= Aim of the exercise =
Pull out every one of the rows below and reproduce each line verbatim, with nothing changed, added, or left out.

┌─ Material for this task

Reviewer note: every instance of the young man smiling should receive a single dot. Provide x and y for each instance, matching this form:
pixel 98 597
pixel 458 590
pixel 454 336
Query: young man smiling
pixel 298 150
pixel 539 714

└─

= Exercise output =
Reviewer note: every instance of the young man smiling should receive a single dot. Provide x and y for each instance, matching this form:
pixel 98 597
pixel 458 590
pixel 454 336
Query: young man smiling
pixel 298 150
pixel 539 714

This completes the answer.